> Task prompt
Reproduce each record exactly, leaving out no line.

═════ Provided records ═════

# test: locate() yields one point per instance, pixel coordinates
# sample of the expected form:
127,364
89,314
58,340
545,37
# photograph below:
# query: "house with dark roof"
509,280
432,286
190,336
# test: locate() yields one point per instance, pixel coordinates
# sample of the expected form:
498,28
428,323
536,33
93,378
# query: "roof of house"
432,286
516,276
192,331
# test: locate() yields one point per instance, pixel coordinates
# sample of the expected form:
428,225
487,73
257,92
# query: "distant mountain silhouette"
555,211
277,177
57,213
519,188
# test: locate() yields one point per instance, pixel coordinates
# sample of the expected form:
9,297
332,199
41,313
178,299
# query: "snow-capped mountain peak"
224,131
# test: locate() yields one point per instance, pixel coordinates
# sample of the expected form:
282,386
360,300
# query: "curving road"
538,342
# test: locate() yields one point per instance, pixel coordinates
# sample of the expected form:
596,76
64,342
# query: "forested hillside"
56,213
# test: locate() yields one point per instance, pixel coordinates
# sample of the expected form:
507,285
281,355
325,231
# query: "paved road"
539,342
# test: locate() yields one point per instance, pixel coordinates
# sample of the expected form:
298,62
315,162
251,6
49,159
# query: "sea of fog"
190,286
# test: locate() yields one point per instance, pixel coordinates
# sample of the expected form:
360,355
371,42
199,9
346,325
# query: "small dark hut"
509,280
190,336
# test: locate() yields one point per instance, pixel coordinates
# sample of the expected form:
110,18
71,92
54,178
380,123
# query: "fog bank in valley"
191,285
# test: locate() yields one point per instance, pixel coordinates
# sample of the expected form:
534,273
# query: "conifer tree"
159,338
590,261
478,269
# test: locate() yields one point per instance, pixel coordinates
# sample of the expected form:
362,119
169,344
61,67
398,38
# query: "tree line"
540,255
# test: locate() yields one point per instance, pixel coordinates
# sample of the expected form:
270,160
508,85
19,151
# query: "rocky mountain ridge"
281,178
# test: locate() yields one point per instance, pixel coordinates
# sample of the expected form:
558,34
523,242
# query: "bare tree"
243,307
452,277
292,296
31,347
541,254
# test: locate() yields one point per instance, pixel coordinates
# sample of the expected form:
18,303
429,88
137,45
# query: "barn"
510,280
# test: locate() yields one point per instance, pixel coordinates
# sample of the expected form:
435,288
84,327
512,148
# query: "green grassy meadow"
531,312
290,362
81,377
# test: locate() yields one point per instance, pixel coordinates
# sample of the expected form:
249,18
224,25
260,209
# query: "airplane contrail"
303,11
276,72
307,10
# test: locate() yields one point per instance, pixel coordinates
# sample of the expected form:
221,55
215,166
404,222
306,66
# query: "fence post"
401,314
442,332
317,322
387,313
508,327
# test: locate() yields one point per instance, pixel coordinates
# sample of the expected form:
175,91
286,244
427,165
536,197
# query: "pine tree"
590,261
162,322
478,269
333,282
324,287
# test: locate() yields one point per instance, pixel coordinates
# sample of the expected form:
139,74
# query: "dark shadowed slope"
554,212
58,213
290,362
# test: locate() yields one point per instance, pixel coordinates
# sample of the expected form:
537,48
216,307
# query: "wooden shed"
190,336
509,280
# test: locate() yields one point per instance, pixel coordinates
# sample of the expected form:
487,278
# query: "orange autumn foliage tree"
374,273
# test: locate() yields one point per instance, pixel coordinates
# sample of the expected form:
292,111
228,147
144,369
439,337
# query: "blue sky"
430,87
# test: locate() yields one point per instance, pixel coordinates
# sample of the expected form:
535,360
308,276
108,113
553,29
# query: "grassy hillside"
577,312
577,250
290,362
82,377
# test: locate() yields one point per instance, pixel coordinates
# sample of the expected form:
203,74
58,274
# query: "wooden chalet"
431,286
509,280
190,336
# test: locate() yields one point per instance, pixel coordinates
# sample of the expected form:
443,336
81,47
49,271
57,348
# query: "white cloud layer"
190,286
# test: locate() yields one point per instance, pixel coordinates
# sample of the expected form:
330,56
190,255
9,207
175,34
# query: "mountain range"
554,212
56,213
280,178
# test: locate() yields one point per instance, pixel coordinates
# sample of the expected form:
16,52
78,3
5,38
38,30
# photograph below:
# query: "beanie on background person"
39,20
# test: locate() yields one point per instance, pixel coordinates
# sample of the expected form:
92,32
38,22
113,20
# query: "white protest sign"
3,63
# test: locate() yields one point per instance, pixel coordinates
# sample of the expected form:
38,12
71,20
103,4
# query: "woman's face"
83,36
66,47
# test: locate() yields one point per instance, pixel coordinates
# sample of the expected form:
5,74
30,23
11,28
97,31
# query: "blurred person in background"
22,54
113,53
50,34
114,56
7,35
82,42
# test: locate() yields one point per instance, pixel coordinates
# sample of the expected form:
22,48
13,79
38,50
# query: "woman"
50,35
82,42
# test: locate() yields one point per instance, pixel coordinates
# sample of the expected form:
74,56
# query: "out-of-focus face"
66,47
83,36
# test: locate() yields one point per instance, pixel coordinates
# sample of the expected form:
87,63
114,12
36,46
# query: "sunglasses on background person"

═════

> Result below
# test: locate() yields one point per instance, pixel coordinates
# sample of the expected form:
127,364
89,314
58,340
545,37
# photograph below:
# query: "house with dark roof"
509,280
432,286
190,336
# test: locate() yields one point per instance, pixel coordinates
# sample of the expected form:
498,28
428,323
536,33
93,378
# query: "roof of house"
432,286
516,276
192,331
# test: locate() yields one point per instance, pixel coordinates
# sample of the expected form:
428,225
487,73
257,92
# query: "distant mountain silhouette"
555,211
277,177
57,213
519,188
# test: locate() yields one point per instance, pixel coordinates
# sample of the expected form:
9,297
332,199
41,313
178,299
# query: "snow-capped mountain peak"
224,131
# test: locate() yields one point per instance, pixel coordinates
# sample of the expected form:
282,386
360,300
# query: "curving road"
538,342
# test: locate() yields one point per instance, pixel coordinates
# sample of the expected form:
596,76
64,342
# query: "forested hillside"
56,213
# test: locate() yields one point per instance, pixel coordinates
# sample of the expected form:
507,285
281,355
325,231
# query: "paved road"
539,342
# test: locate() yields one point per instance, pixel coordinates
# sample of the expected form:
298,62
315,162
251,6
49,159
# query: "sea of fog"
190,286
# test: locate() yields one point per instance, pixel coordinates
# sample of the expected form:
360,355
371,42
199,9
346,325
# query: "small dark hut"
509,280
190,336
# test: locate() yields one point per instance, pixel coordinates
# sample of the expected form:
110,18
71,92
54,178
380,123
# query: "fog bank in valley"
191,285
# test: locate() yields one point per instance, pixel coordinates
# sample of the expected form:
534,273
# query: "conifer tree"
159,338
590,261
478,269
# test: locate() yields one point per instance, pixel coordinates
# sample of the expected form:
362,119
169,344
61,67
398,38
# query: "tree line"
540,255
# test: locate() yields one point per instance, pixel coordinates
# sample of the expected form:
270,160
508,85
19,151
# query: "rocky mountain ridge"
281,178
# test: locate() yields one point per instance, pixel coordinates
# sample of the expected form:
558,34
523,242
# query: "bare tree"
243,307
452,277
292,296
31,347
541,254
# test: locate() yields one point per instance, pixel coordinates
# sample of the expected form:
18,303
429,88
137,45
# query: "barn"
510,280
# test: locate() yields one point per instance, pixel coordinates
# sample of the expected form:
435,288
84,327
512,148
# query: "green grassy meadow"
531,312
290,362
81,377
# test: locate() yields one point per instance, pixel coordinates
# sample of the expected form:
249,18
224,25
260,209
# query: "airplane contrail"
303,11
276,72
307,10
# test: locate() yields one point per instance, pixel coordinates
# sample of the expected form:
221,55
215,166
404,222
306,66
# query: "fence post"
401,314
442,332
317,322
387,313
508,327
# test: locate() yields one point per instance, pixel coordinates
# sample of the expected form:
175,91
286,244
427,165
536,197
# query: "pine tree"
590,261
162,322
478,269
333,282
324,287
# test: locate() yields one point per instance, pixel coordinates
# sample of the expected form:
139,74
# query: "dark shadowed slope"
554,212
58,213
290,362
# test: locate() yields one point per instance, pixel coordinates
# sample of the expected form:
537,48
216,307
# query: "wooden shed"
190,336
509,280
# test: locate() yields one point per instance, pixel coordinates
# sample of the expected form:
487,278
# query: "orange autumn foliage tree"
374,273
# test: locate() yields one point per instance, pixel coordinates
# sample of the expected form:
292,111
228,147
144,369
439,337
# query: "blue sky"
430,87
# test: locate() yields one point per instance, pixel coordinates
# sample of the expected form:
535,360
308,276
108,113
553,29
# query: "grassy hillside"
577,312
577,250
290,362
82,377
# test: locate() yields one point per instance, pixel coordinates
# sample of the expected form:
203,74
58,274
# query: "wooden chalet"
431,286
509,280
190,336
# test: locate() yields one point per instance, pixel coordinates
# sample of the expected form:
443,336
81,47
49,271
57,348
# query: "white cloud layer"
190,286
# test: locate() yields one point per instance, pixel coordinates
# sample of the expected form:
330,56
190,255
9,207
175,34
# query: "mountain range"
554,212
56,213
280,178
# test: locate() yields one point per instance, pixel coordinates
# sample of the expected form:
16,52
78,3
5,38
38,30
# photograph below:
# query: "beanie on background person"
39,20
# test: locate() yields one point per instance, pixel coordinates
# sample of the expected form:
92,32
38,22
113,20
# query: "white protest sign"
3,63
# test: locate() yields one point per instance, pixel coordinates
# sample of the expected form:
38,12
71,20
103,4
# query: "woman's face"
83,36
66,47
# test: locate() yields one point per instance, pixel coordinates
# sample of the expected form:
5,74
30,23
11,28
97,31
# query: "blurred person in background"
22,54
113,53
50,34
114,56
7,35
82,42
# test: locate() yields one point per instance, pixel coordinates
# sample of the expected form:
22,48
13,79
38,50
# query: "woman"
50,35
82,42
# test: locate() yields one point per instance, pixel coordinates
# sample of the expected form:
74,56
# query: "out-of-focus face"
66,47
83,36
# test: locate() yields one point per instance, pixel coordinates
# sample of the expected form:
87,63
114,12
36,46
# query: "sunglasses on background person"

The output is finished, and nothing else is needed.